▶ _Labeled-object pointing entries_
——

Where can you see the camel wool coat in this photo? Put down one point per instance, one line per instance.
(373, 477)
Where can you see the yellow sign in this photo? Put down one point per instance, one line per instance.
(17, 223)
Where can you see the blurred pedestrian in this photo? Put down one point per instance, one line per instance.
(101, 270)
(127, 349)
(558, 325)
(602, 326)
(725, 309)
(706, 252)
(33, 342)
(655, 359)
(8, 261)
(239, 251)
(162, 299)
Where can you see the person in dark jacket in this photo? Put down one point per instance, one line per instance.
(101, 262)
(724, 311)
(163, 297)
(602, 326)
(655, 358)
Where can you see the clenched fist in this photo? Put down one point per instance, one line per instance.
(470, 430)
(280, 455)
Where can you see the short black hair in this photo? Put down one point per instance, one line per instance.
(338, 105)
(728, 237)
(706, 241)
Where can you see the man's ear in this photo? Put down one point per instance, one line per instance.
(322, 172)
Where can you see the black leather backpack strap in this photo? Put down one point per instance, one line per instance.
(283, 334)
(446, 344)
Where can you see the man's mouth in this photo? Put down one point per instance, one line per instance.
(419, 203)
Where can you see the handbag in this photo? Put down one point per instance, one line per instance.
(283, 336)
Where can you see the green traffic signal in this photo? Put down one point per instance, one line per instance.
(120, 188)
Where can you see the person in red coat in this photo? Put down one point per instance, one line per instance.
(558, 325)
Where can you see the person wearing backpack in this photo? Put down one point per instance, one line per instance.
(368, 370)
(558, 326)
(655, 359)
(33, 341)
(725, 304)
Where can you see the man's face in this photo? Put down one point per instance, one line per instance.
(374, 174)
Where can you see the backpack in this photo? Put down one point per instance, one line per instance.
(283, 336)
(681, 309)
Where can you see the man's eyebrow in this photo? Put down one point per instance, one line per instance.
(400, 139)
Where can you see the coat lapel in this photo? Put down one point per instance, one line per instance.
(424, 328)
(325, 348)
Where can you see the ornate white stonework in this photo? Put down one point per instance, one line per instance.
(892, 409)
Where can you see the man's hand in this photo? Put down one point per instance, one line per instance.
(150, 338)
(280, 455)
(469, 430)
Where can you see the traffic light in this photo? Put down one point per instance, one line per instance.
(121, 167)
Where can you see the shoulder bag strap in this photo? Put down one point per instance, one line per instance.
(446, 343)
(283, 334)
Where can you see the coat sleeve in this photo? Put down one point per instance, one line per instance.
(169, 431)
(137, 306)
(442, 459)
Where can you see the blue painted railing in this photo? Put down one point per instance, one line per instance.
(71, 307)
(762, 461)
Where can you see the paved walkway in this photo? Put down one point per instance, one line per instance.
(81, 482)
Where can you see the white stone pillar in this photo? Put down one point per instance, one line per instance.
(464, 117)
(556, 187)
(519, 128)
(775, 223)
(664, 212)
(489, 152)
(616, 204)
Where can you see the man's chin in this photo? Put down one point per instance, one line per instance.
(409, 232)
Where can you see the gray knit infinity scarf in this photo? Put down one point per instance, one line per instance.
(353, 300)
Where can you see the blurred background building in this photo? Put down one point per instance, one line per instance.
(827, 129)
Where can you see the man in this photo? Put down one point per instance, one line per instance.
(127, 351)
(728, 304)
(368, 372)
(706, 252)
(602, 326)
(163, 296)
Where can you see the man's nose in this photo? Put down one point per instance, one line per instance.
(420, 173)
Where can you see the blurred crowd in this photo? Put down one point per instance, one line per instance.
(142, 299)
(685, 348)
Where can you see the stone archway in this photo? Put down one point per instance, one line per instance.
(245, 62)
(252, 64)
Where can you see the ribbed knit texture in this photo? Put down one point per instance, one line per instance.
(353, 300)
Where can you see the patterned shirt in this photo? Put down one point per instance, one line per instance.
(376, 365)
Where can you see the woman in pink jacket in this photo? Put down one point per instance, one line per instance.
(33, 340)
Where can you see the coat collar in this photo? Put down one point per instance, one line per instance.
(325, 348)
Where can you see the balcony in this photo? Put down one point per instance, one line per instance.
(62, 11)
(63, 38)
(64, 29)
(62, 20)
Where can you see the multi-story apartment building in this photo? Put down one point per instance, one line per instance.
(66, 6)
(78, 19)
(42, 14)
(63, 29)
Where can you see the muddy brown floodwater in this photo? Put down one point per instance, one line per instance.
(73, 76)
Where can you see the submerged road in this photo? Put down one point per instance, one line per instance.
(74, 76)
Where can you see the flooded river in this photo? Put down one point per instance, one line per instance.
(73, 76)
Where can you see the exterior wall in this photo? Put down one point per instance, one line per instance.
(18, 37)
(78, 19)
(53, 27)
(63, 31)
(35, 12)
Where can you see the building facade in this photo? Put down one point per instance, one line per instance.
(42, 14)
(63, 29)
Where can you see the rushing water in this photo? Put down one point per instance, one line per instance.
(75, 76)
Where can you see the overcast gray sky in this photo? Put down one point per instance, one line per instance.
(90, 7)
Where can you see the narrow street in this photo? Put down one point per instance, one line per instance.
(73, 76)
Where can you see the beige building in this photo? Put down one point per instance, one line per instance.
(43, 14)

——

▶ _WHAT THE EXERCISE ASKS_
Retype exactly, please, each line from the line that contains "Where can you see the submerged" through the last line of the entries above, with nothing added.

▶ _THE OUTPUT_
Where can you see the submerged road in this photo? Put down one point per instance, one line per instance.
(74, 76)
Where can you see the flooded river in this photo? Put down one point per instance, one line per instance.
(73, 76)
Where can you see the exterior wall in this photo? Put down one point per instance, one line per instance.
(18, 37)
(78, 19)
(53, 27)
(63, 31)
(35, 12)
Where can you see the building facade in this photo? Put down one point per instance, one line per instance.
(42, 14)
(63, 29)
Where can you see the rushing water in this photo? Put down one point per instance, one line per instance.
(75, 76)
Where can you see the overcast gray sky in this photo? Put down one point per instance, one line per instance.
(90, 7)
Where can you see the narrow street in this photo? Put down one point per instance, one line per instance.
(73, 76)
Where can you see the beige building in this photo? Put down one point per instance, one line per instance.
(43, 14)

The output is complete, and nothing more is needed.